Required task:
Images must not appear in your copy; reproduce every other part of the records exactly.

Input data:

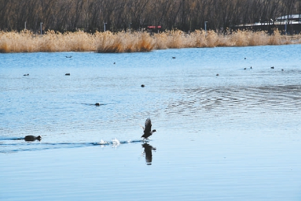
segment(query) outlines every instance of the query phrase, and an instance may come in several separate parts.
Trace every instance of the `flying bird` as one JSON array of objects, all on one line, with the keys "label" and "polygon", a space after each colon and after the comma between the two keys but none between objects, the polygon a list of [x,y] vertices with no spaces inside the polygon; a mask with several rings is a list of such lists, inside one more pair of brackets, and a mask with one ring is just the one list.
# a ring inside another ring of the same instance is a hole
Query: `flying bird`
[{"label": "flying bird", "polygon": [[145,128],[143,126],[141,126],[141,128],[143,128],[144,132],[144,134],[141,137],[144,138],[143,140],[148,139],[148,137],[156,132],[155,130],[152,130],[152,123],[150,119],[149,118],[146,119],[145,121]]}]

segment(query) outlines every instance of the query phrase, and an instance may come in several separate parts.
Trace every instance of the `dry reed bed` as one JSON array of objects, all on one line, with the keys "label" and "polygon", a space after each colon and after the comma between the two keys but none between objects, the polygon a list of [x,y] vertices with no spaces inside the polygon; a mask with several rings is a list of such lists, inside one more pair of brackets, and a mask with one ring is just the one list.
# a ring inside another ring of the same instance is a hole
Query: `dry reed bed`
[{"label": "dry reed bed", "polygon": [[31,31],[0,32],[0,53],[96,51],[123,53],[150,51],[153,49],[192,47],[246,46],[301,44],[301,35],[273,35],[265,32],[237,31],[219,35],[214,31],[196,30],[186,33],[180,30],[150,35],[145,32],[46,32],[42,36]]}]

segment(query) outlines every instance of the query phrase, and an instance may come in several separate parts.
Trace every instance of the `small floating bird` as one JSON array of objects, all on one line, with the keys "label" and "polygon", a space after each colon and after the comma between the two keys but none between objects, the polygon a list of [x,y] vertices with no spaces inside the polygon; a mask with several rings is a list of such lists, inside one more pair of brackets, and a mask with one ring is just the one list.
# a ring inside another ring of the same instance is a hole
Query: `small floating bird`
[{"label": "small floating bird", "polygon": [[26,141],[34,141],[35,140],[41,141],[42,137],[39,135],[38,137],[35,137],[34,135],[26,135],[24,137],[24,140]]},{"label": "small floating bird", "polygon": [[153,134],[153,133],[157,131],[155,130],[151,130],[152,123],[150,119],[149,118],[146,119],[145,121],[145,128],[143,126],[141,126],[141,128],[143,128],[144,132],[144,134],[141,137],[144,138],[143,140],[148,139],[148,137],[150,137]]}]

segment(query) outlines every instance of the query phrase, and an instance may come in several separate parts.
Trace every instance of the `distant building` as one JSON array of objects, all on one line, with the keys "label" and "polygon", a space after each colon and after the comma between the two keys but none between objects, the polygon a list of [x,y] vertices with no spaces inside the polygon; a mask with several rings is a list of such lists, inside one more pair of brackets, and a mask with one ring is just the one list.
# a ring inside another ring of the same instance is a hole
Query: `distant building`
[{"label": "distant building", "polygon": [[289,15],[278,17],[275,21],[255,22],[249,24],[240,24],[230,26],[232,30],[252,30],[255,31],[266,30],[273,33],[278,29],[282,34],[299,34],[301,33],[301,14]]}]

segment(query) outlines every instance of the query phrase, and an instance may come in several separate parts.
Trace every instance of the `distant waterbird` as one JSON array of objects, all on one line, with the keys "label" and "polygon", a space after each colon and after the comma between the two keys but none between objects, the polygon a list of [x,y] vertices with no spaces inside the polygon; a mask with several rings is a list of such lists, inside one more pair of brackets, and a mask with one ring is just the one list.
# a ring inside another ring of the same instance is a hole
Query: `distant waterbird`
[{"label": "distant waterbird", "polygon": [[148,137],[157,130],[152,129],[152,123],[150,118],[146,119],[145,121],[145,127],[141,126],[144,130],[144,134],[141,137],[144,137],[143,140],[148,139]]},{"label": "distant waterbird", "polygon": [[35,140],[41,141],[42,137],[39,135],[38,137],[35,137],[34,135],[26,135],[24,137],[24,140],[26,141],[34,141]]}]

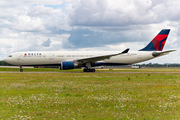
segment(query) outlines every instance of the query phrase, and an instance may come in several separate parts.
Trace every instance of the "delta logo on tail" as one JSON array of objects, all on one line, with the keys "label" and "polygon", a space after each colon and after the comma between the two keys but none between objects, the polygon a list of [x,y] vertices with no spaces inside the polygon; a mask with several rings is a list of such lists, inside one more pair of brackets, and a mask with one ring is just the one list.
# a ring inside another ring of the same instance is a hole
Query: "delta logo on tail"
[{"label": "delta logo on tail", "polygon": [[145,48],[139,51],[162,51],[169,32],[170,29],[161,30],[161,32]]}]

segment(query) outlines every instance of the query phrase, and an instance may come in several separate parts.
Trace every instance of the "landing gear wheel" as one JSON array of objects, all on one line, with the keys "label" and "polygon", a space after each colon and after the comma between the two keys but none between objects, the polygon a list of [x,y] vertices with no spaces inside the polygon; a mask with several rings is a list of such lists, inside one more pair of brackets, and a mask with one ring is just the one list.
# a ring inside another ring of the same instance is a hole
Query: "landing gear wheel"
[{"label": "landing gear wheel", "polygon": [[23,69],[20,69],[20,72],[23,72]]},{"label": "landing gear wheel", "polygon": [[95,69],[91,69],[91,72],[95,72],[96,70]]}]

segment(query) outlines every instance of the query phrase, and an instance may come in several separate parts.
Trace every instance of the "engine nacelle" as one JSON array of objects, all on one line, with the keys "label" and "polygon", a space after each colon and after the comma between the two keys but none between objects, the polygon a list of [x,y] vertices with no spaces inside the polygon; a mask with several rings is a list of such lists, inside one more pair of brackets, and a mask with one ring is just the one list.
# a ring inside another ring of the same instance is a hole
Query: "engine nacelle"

Written solution:
segment(query) outlines every instance of the query phrase, and an instance may come in several separate parts.
Trace every instance of the `flying bird` as one JSON array of objects, all on one line, with the keys "label" and "polygon", a space after each colon and after the comma between the two keys but none between objects, the polygon a list of [x,y] vertices with no spaces inside the polygon; a mask with several rings is a list of such lists, inside one more pair of brackets, and a mask with one ring is just the one list.
# a ring inside another ring of the same instance is a hole
Query: `flying bird`
[{"label": "flying bird", "polygon": [[145,128],[143,126],[141,126],[141,128],[143,128],[144,132],[144,134],[141,137],[144,138],[143,140],[148,139],[148,137],[156,132],[155,130],[152,130],[152,123],[150,119],[149,118],[146,119],[145,121]]}]

segment(query) outlines every instance of the query phrase, and an instance may come in several separate parts.
Trace every instance of the `dry reed bed` as one JSON array of objects, all on one line, with the keys "label" and "polygon", a space after each colon and after the comma between the two keys but none between objects, the polygon a list of [x,y] vertices with no spaces inside the polygon; a mask with several rings is a list of such lists, inside one more pair of brackets, and a mask with one ring is just the one list.
# a ring inside another ring of the same instance is a hole
Query: `dry reed bed`
[{"label": "dry reed bed", "polygon": [[31,31],[0,32],[0,53],[96,51],[123,53],[150,51],[153,49],[192,47],[246,46],[301,44],[301,35],[273,35],[265,32],[237,31],[219,35],[214,31],[196,30],[186,33],[180,30],[150,35],[145,32],[46,32],[42,36]]}]

segment(query) outlines every instance of the query phrase, and an instance may come in several separate parts.
Trace every instance of the `small floating bird` as one JSON array of objects, all on one line, with the keys "label" and "polygon", a space after each colon and after the comma between the two keys but none between objects, the polygon a list of [x,y] vertices with no spaces inside the polygon; a mask with several rings is a list of such lists, inside one more pair of brackets, and a mask with one ring is just the one list.
# a ring inside another ring of the same instance is a hole
Query: `small floating bird`
[{"label": "small floating bird", "polygon": [[26,141],[34,141],[35,140],[41,141],[42,137],[39,135],[38,137],[35,137],[34,135],[26,135],[24,137],[24,140]]},{"label": "small floating bird", "polygon": [[153,134],[153,133],[157,131],[155,130],[151,130],[152,123],[150,119],[149,118],[146,119],[145,121],[145,128],[143,126],[141,126],[141,128],[143,128],[144,132],[144,134],[141,137],[144,138],[143,140],[148,139],[148,137],[150,137]]}]

segment(query) outlines every instance of the query phrase, and an instance may come in several separate parts.
Trace every instance of the `distant building` as one JSON array of objects, all on one line, with the keys "label" and "polygon", a space after each colon and after the comma between the two keys but none between objects, the polygon a list of [x,y] vertices with no spaces inside the polygon; a mask with several rings is a list of such lists, inside one more pair of brackets, and a mask with one ring is just the one list.
# a ring inside another ring of the same instance is a hole
Query: `distant building`
[{"label": "distant building", "polygon": [[289,15],[278,17],[275,21],[255,22],[249,24],[240,24],[230,26],[232,30],[252,30],[255,31],[266,30],[273,33],[278,29],[282,34],[299,34],[301,33],[301,14]]}]

segment(query) outlines every instance of the query phrase, and an instance may come in several separate parts.
Trace every instance of the `distant waterbird` as one JSON array of objects, all on one line, with the keys "label" and "polygon", a space after each colon and after the comma between the two keys but none between objects, the polygon a list of [x,y] vertices with no spaces inside the polygon; a mask with several rings is a list of such lists, inside one more pair of brackets, and a mask with one ring is just the one list.
# a ring inside another ring of the same instance is a hole
Query: `distant waterbird`
[{"label": "distant waterbird", "polygon": [[148,137],[157,130],[152,129],[152,123],[150,118],[146,119],[145,121],[145,127],[141,126],[144,130],[144,134],[141,137],[144,137],[143,140],[148,139]]},{"label": "distant waterbird", "polygon": [[35,140],[41,141],[42,137],[39,135],[38,137],[35,137],[34,135],[26,135],[24,137],[24,140],[26,141],[34,141]]}]

segment(query) outlines every instance of the query phrase, and an instance may come in several separate parts.
Trace every instance of the "delta logo on tail" as one JSON array of objects, all on one line, with the keys "label" and "polygon", a space after each colon and after the comma between the two keys but none between objects, the polygon a list of [x,y] vertices with no spaces inside the polygon; a mask with several rings is a list of such lists, inside one more pair of brackets, and a mask with one ring is just the one list.
# a ring inside another ring of the same instance is a hole
Query: "delta logo on tail"
[{"label": "delta logo on tail", "polygon": [[145,48],[139,51],[162,51],[169,32],[170,29],[161,30],[161,32]]}]

segment(query) outlines every instance of the query phrase, and an instance may come in several separate parts.
Trace every instance of the "landing gear wheel" as one JSON array of objects, all on one line, with the keys "label" and "polygon", a space after each colon and after the comma between the two keys but none between objects, the polygon a list of [x,y] vertices with no spaces inside the polygon; a mask with several rings is a list of such lists, inside one more pair of brackets, and a mask with one ring is just the one list.
# a ring inside another ring of the same instance is a hole
Query: "landing gear wheel"
[{"label": "landing gear wheel", "polygon": [[23,69],[20,69],[20,72],[23,72]]},{"label": "landing gear wheel", "polygon": [[95,69],[91,69],[91,72],[95,72],[96,70]]}]

segment(query) outlines every instance of the query phrase, and an instance may come in several separate parts.
Trace every instance of the "engine nacelle" as one JSON array of objects, all on one line, with the keys "label" and "polygon", a space after each colon and after the comma between the two keys but none between objects, the polygon a list of [x,y] vertices with no spaces inside the polygon; a mask with several rings is a list of such lists, inside one more pair of brackets, and a mask with one ring is just the one list.
# a ring inside another ring of the same instance is a hole
Query: "engine nacelle"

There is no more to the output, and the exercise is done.